### PASSAGE PROVIDED ###

Finally, the Court of Appeals noted that the State's expert witness explained the nexus element in his testimony. See id. at 339, 912 S.E.2d 700. But expert testimony cannot stand in for (much less override) a court's jury instructions in this way. As the trial court told the jury here, it is the court's responsibility to identify the law that applies to a given case, and the jury is bound to follow the court's instructions on the law, not witness testimony that happens to discuss the law. See Lee v. State, 306 Ga. 663, 666, 832 S.E.2d 851 (2019) (stating that the trial court “clearly signal[ed] to the jury that it was not to take the applicable law from witnesses” when “at the beginning of its jury instructions, the trial court clarified that the court had the ‘duty and responsibility to determine the law that applies to this case and to instruct [the jurors] on that law’ ”). And because the jury is “presumed to follow the trial court's instructions,” Thompson v. State, 308 Ga. 854, 860, 843 S.E.2d 794 (2020), we presume that the jury followed the trial court's instructions about the nexus element, not any witness's testimony. So the testimony of the State's expert witness did not “cure” the instructional error either.

### GIVEN MATERIAL ###

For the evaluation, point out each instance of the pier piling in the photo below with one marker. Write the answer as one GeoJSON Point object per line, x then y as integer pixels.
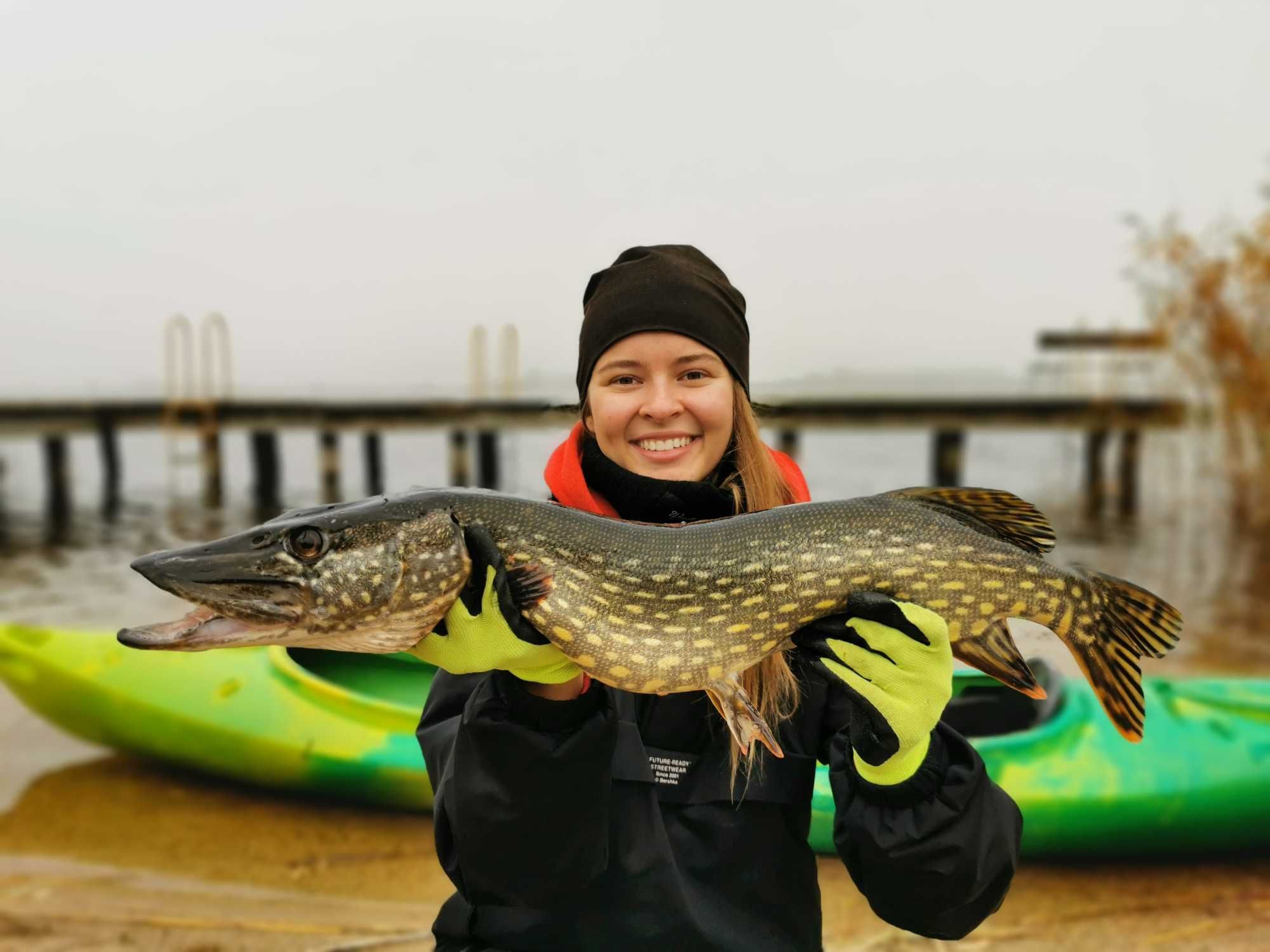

###

WORK TO COMPLETE:
A. How would you render this sentence from the passage on jury instructions in Spanish: "But expert testimony cannot stand in for (much less override) a court's jury instructions in this way."
B. Answer these questions using the passage on jury instructions:
(i) Which court noted that the State's expert witness explained the nexus element?
(ii) In what year was Lee v. State decided?
(iii) According to the language quoted from Thompson v. State, what is the jury presumed to do?

RESULTS BY TASK:
A. Pero el testimonio pericial no puede sustituir (y mucho menos anular) de esta manera las instrucciones de un tribunal al jurado.

B.
(i) The Court of Appeals.
(ii) 2019.
(iii) Follow the trial court's instructions.